(Beginning of Recorded data)

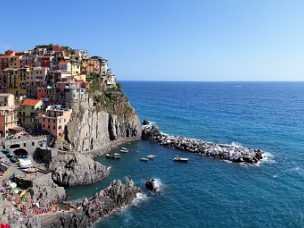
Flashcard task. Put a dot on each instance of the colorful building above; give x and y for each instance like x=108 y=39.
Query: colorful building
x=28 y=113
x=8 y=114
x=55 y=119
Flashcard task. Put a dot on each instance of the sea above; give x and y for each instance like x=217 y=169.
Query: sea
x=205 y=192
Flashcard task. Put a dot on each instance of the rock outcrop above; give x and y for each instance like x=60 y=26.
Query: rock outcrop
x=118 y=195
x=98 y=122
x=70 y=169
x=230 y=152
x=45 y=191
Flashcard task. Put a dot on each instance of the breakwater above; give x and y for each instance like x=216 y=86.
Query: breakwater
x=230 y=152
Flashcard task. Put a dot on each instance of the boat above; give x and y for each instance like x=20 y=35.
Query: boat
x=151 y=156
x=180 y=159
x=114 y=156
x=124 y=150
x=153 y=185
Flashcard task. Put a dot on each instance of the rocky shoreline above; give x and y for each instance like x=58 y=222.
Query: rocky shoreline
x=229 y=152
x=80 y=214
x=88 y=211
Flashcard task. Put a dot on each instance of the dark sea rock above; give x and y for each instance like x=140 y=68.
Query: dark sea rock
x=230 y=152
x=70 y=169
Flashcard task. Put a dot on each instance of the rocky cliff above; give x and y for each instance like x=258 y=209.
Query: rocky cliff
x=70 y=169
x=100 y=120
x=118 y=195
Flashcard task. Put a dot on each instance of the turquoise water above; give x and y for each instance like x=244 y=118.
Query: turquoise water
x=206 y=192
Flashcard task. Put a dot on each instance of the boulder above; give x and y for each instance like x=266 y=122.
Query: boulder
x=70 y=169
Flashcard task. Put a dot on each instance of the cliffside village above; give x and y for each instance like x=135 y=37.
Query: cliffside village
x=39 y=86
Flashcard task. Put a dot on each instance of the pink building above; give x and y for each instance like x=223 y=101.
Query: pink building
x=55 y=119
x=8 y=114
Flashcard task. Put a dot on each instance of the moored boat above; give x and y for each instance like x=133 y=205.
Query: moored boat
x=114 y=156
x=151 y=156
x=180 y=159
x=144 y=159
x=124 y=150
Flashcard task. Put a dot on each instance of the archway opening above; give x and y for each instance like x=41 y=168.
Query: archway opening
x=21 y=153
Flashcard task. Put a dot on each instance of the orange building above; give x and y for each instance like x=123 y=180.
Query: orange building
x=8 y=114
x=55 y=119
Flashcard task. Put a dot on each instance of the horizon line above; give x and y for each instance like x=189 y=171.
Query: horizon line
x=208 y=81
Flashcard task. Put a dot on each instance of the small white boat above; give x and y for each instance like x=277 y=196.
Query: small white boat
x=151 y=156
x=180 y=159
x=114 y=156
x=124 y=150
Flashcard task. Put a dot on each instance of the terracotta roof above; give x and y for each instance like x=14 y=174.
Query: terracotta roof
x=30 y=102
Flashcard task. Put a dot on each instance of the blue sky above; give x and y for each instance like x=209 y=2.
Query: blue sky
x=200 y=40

(End of Recorded data)
(Beginning of Recorded data)

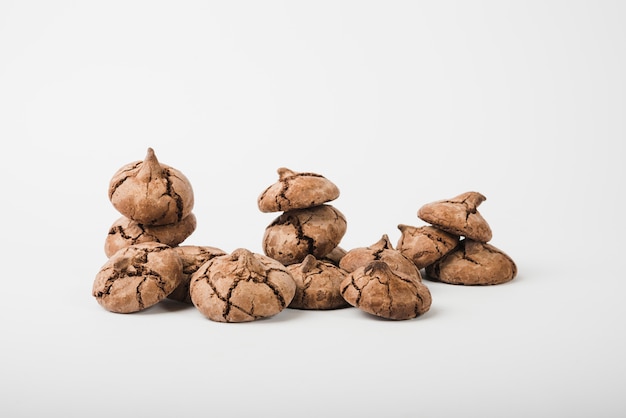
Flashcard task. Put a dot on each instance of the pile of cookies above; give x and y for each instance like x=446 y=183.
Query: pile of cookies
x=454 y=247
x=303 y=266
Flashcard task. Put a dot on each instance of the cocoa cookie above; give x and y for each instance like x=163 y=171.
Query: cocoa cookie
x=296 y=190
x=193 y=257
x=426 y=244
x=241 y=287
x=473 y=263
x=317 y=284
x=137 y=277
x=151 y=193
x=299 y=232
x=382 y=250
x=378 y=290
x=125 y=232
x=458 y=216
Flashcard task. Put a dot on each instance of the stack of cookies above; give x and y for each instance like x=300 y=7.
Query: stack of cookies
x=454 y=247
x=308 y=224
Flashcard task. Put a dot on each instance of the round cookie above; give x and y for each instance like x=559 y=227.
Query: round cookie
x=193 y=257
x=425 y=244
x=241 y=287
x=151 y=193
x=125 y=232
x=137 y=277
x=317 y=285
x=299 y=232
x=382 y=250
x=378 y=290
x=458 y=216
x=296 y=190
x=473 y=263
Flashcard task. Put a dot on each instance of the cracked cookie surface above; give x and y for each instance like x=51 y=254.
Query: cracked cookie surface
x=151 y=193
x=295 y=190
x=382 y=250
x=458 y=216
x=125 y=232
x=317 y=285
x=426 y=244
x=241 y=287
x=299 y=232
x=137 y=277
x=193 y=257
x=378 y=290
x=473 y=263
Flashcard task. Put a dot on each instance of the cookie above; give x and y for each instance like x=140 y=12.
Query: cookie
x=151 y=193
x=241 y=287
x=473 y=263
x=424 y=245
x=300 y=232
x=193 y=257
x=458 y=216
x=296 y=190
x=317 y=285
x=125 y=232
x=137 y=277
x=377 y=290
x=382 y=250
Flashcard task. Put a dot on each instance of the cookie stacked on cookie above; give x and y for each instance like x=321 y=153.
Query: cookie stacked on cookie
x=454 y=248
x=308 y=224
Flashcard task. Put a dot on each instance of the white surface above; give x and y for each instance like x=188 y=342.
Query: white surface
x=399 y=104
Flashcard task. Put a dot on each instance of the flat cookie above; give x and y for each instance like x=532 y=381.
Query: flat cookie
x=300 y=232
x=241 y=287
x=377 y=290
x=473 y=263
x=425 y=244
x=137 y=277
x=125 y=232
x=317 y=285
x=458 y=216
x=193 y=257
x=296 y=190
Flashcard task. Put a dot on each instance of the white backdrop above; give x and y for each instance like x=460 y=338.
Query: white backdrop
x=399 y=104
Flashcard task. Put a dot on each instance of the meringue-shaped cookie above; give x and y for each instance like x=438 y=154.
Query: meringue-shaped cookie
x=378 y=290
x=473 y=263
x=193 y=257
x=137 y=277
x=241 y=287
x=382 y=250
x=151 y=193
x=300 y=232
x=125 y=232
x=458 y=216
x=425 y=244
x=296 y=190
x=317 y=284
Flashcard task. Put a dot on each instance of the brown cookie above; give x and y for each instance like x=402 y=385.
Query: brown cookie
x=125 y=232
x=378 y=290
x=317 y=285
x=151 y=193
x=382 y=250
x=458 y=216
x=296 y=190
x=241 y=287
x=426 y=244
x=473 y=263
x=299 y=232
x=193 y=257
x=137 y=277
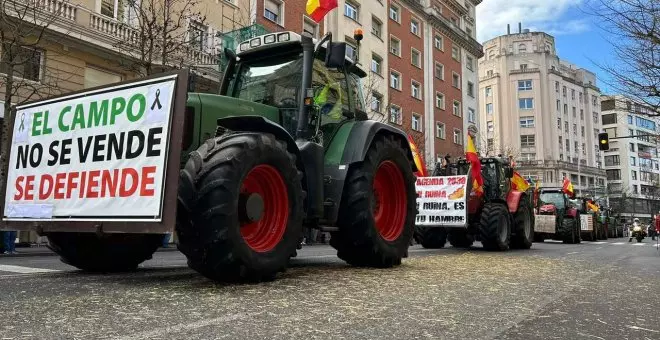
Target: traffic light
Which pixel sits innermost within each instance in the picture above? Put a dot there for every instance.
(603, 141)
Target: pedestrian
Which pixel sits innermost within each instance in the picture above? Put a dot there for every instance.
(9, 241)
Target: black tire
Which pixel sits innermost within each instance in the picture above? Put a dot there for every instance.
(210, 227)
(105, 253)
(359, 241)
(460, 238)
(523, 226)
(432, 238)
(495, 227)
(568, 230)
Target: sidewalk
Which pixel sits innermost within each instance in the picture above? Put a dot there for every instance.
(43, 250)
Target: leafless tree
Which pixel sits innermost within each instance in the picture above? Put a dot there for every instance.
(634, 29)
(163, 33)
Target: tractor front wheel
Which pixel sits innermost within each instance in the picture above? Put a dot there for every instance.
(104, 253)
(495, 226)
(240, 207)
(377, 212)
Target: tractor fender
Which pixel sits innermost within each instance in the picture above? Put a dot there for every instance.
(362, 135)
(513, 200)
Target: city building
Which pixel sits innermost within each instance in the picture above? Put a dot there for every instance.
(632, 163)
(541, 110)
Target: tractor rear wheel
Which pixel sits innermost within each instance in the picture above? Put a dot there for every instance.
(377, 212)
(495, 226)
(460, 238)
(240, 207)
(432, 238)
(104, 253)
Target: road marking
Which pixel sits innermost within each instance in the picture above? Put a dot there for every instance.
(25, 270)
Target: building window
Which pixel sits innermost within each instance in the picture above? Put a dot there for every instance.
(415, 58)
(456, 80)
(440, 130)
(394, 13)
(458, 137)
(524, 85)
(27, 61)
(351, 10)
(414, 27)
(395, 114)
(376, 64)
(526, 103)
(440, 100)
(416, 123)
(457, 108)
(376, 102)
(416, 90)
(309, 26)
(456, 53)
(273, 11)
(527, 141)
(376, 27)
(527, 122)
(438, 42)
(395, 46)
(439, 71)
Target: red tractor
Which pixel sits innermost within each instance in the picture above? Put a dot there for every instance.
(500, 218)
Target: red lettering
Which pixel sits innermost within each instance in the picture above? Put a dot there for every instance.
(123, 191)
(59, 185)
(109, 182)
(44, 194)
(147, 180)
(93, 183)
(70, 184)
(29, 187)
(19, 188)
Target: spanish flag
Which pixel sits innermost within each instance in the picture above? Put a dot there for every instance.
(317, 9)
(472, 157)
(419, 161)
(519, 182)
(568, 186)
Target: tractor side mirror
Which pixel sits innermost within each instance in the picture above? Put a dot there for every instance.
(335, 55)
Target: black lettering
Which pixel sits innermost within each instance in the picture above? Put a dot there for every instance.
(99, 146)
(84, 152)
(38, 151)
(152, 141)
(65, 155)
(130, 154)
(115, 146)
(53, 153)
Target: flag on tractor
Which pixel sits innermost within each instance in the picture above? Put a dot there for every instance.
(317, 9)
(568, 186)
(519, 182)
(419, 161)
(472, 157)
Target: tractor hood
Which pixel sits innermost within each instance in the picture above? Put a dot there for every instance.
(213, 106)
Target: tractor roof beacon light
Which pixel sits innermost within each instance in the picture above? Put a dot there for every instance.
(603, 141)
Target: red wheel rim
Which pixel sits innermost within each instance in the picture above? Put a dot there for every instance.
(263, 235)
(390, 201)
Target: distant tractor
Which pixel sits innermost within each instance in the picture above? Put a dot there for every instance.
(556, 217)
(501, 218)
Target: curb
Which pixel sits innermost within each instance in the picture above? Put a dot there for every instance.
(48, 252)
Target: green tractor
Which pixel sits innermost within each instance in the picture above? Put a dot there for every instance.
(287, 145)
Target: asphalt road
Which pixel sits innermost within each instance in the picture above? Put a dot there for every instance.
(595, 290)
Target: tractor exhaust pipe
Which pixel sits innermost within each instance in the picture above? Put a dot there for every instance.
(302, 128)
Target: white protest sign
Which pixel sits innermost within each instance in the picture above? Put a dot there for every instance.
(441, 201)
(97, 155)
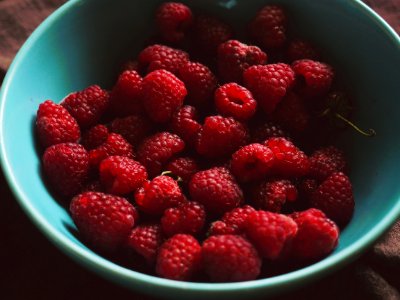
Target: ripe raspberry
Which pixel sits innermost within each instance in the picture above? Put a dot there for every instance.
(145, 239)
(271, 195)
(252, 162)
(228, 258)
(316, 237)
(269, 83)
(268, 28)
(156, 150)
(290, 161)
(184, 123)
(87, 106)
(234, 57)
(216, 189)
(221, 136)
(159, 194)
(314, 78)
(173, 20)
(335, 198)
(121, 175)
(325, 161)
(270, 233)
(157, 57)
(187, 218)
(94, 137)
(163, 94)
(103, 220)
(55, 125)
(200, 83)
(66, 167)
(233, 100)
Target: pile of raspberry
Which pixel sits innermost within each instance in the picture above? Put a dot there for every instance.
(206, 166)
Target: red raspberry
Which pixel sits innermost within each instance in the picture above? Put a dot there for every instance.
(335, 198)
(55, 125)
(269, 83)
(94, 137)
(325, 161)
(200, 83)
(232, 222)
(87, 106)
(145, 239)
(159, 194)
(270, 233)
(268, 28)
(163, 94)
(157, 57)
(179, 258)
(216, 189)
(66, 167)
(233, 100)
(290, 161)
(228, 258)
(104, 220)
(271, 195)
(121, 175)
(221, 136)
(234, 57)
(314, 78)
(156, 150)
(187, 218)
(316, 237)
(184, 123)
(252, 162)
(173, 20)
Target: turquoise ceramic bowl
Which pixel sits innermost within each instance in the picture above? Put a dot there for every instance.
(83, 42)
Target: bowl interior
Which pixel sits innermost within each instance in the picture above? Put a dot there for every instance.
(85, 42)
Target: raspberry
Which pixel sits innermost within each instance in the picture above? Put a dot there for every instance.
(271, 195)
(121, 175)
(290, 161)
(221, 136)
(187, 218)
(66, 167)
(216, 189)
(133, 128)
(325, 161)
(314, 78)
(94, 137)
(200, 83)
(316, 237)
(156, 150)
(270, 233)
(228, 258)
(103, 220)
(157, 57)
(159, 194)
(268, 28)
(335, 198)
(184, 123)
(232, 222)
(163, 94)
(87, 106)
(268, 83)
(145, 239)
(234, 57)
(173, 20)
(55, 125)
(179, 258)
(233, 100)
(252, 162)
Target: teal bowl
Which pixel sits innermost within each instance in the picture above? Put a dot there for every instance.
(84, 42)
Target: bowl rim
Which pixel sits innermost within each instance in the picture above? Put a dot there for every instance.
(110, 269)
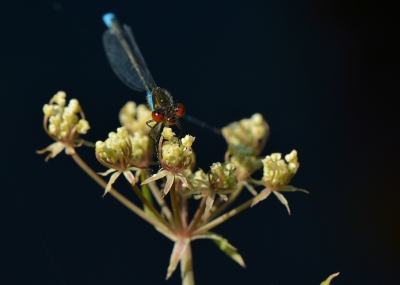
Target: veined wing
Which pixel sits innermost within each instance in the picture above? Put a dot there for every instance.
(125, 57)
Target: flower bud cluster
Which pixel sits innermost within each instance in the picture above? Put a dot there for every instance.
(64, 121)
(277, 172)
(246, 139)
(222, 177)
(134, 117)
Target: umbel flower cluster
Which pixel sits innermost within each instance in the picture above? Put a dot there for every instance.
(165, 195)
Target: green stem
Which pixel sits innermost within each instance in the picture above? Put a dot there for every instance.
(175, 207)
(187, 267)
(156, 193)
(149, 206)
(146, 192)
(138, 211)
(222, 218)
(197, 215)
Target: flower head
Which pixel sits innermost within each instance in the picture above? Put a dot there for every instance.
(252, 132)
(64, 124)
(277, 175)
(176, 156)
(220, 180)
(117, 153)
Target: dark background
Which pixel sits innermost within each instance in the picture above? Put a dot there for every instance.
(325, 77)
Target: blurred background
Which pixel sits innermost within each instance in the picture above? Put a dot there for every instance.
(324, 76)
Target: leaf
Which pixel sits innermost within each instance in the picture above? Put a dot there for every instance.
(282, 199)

(End of Recorded data)

**Exercise prompt:** Report all lines above with "bowl".

**Result:**
Target: turquoise ceramic bowl
Target: bowl interior
Target: teal bowl
Target: bowl rim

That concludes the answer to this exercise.